# Problem to solve
Examine the records below and count how many lines contain the string "this". Give only the number.

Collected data

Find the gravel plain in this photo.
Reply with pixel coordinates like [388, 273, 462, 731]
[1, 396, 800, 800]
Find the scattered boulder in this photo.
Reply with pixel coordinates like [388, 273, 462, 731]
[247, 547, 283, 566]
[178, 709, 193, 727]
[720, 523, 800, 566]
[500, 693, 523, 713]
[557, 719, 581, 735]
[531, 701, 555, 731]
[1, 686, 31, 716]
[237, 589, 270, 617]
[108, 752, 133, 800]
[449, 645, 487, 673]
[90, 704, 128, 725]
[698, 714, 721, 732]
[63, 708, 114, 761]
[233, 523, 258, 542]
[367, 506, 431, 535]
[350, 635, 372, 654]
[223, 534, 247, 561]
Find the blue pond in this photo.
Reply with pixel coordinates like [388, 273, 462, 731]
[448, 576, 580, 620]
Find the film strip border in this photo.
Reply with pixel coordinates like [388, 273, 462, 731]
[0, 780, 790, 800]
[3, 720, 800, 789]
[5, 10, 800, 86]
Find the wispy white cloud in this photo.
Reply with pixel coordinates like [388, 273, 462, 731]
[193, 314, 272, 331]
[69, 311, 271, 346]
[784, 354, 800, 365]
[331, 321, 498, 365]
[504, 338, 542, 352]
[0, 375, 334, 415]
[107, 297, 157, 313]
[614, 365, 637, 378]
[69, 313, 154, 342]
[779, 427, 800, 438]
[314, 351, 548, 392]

# Response to the task
5